Work task 1: Reproduce word for word the part of the handgun stopping power passage below, starting with "In a couple" and going on through "in rapid fire.".
Work task 2: Carry on the passage below about handgun stopping power, picking up after its final sentence.

Text passage:
────────────────────────────────────────

"Arguably the most well known of those (other) studies was by Evan Marshall & Edwin Sanow" 'Handgun Stopping Power - The Definitive Study' " (Published 25 years ago in 1992) .. and of-course this book points to the claimed superior stopping power of the large calibers .. including the .45" ACP.
To help my understanding of how those authors constructed their claims I have now imported & read a copy of this "bible" from USA.
- A Quote from that book where they explain how the RELATIVE INCAPACITATION INDEX was calculated:
"Actual shot placement has a tremendous effect on the overall stopping power of a bullet; in fact, it is the most significant factor. It is also the factor over which we have least control, so it was important to isolate this variable first."
They go on to state that the computer image used to calculate the index was generated by using the M1911A1 .45 ACP - saying "There were lots of misses and lots of poor shots, just like reality."
- So this Index and their figures were calculated by deliberately "isolating" these .45" ACP misses - as the targets didn't stop and only counting the hits that worked ... while we are (US Govt. figures) informed that between 80 - 85% of shots miss their intended target in US police duty shootings.
- Then further into 'Handgun Stopping Power' the author says ..
"Frankly, I had no intention of including any caliber smaller than the .380 ACP, but I kept stumbling across cases where the excellent (.32" ACP) Silvertip jacketed hollowpoint was used.
- So these preclusions in the criteria then are the unscientific basis that this "most well known of those studies" was based on.
In a couple of places the authors state that shot placement is critical - but then go-on to write "Only torso shots were used." thereby discarding from their calculations all the 'major caliber' misses or marginal hits "from the Street" - And "Multiple hits were also discarded." when calculating stopping power - thereby eliminating any repeated effective follow-up shots from the smaller calibers which are more easily held on target in rapid fire.
- If you only count single shots that hit in critical areas - then calculate 'stopping power' by recording how long it takes for that 'stop' to happen - no wonder you get high percentages of effectiveness for the cartridge so assessed.

────────────────────────────────────────

Dataset records:
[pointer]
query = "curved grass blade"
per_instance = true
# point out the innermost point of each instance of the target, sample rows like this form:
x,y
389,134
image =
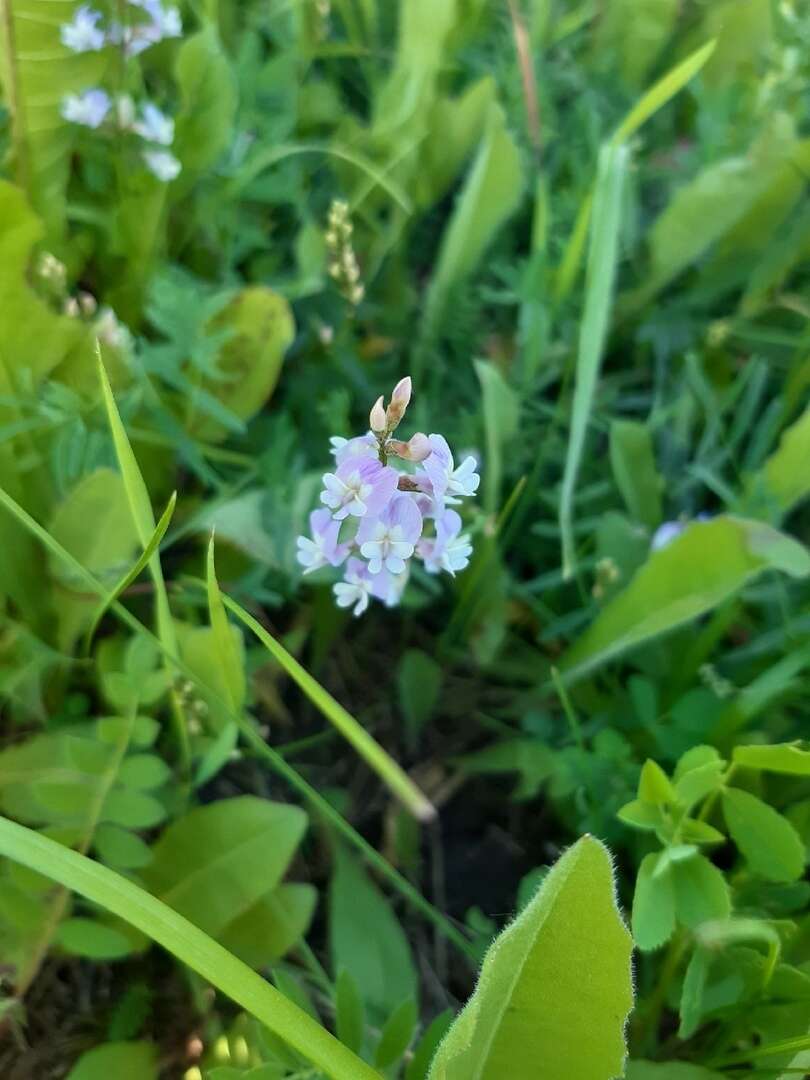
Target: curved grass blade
x,y
189,944
136,570
602,262
391,773
254,739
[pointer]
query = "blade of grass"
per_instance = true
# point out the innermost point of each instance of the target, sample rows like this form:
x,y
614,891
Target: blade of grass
x,y
253,738
136,570
140,508
662,91
391,773
648,104
229,657
194,948
602,264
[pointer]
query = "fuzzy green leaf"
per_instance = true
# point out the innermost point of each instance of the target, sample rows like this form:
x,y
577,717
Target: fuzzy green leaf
x,y
555,987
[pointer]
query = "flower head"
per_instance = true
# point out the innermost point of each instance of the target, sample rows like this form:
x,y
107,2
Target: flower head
x,y
355,588
448,483
390,539
323,549
361,486
449,550
82,34
89,108
389,515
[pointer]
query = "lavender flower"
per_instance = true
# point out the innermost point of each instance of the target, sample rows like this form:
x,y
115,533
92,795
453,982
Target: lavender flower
x,y
89,108
448,483
360,486
390,539
383,516
82,34
323,549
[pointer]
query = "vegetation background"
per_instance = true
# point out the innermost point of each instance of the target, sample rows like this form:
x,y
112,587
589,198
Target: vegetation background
x,y
583,228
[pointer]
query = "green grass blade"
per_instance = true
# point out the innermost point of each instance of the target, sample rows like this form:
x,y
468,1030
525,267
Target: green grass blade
x,y
661,92
602,264
228,655
189,944
136,570
368,748
139,504
253,738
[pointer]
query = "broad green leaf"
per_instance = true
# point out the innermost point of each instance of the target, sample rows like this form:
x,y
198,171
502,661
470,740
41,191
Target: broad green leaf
x,y
260,327
189,944
121,849
419,684
694,784
603,258
700,889
132,809
396,1035
707,563
124,1061
771,846
669,1070
634,469
555,987
207,89
653,905
489,197
791,758
655,786
501,418
37,71
144,772
93,940
216,862
426,1048
349,1012
268,930
367,941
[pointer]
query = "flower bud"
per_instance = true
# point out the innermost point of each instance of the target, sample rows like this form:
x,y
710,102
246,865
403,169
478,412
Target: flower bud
x,y
377,417
400,400
416,449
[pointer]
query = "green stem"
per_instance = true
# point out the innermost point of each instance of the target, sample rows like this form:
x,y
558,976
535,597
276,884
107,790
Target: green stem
x,y
189,944
252,736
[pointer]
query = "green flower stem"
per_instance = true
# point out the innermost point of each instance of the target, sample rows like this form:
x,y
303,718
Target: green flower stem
x,y
189,944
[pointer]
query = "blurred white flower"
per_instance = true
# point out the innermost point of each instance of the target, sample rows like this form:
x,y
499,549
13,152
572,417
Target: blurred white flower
x,y
88,108
162,164
82,34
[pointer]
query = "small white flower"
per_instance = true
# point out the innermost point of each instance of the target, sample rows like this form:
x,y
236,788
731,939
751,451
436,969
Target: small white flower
x,y
154,126
162,164
82,34
88,108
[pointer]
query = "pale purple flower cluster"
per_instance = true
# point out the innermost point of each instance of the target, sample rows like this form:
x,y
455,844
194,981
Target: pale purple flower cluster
x,y
377,517
151,23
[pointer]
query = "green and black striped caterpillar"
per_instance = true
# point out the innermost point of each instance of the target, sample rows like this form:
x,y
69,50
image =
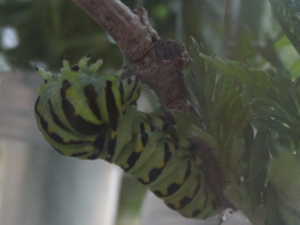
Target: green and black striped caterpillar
x,y
86,115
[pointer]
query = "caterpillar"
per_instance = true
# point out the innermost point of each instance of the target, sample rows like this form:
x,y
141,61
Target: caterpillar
x,y
89,116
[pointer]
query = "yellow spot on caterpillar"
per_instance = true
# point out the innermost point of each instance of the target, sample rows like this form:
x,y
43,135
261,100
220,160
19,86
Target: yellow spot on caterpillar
x,y
112,135
39,108
164,192
171,146
126,166
190,194
66,140
146,179
161,164
147,127
180,181
139,148
177,205
69,92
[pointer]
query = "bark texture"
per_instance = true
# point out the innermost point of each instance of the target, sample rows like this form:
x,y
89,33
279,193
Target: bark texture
x,y
159,63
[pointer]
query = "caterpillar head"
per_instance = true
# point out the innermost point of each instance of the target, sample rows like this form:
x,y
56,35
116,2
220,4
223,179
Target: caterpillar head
x,y
76,110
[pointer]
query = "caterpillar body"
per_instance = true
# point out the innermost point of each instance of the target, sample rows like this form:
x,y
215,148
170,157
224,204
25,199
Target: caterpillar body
x,y
89,116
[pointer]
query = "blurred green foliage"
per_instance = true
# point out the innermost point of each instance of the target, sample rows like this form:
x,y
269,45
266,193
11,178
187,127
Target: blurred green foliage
x,y
251,119
249,104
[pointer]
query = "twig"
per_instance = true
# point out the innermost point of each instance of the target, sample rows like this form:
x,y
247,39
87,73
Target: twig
x,y
157,62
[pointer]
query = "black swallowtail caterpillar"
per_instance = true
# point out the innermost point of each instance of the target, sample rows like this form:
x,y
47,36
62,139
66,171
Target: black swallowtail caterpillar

────────────────────────────────────────

Answer area 1:
In a couple of places the authors state that shot placement is critical - but then go-on to write "Only torso shots were used." thereby discarding from their calculations all the 'major caliber' misses or marginal hits "from the Street" - And "Multiple hits were also discarded." when calculating stopping power - thereby eliminating any repeated effective follow-up shots from the smaller calibers which are more easily held on target in rapid fire.

Answer area 2:
The concept of defensive "stopping power" is close to meaningless if it ignores 'shootability' & accuracy by discounting all the misses.
2011 STUDY by GREG ELLIFRITZ. Link:
If you are a well trained and practiced professional - or a competitive handgun shooter - your personal ability may possibly extend your choice toward more powerful handguns.
'HANDGUN STOPPING POWER' fails to provide a proper methodology for "stopping power" conclusions - while claiming tabulated results for handgun effectiveness as high as 96.96% (a .357" Magnum load). The major part of their book repeats gruesome anecdotal tales of fatal shootings. - Just because you title your book as "Definitive" doesn't mean that it is.
- However - The authors do make sense late in the book when they state:
"A strong case can be made for simply putting the ammo in the guns and ignoring small design differences between loads. Instead time and effort should be spent developing shooting skills so that the shooter always hits what he aims ..."
and again - "It is an error to overstate differences between calibers and loads that do not exist in reality."
Chapter (11) Specialty Ammunition was usefully informative in describing the construction of specialist rounds such as 'Glasers' and other inventions like "explosive bullets" - attempting to improve handgun performance in novel ways. - Chapters 14 & 15 are also generally interesting regarding terminal ballistics.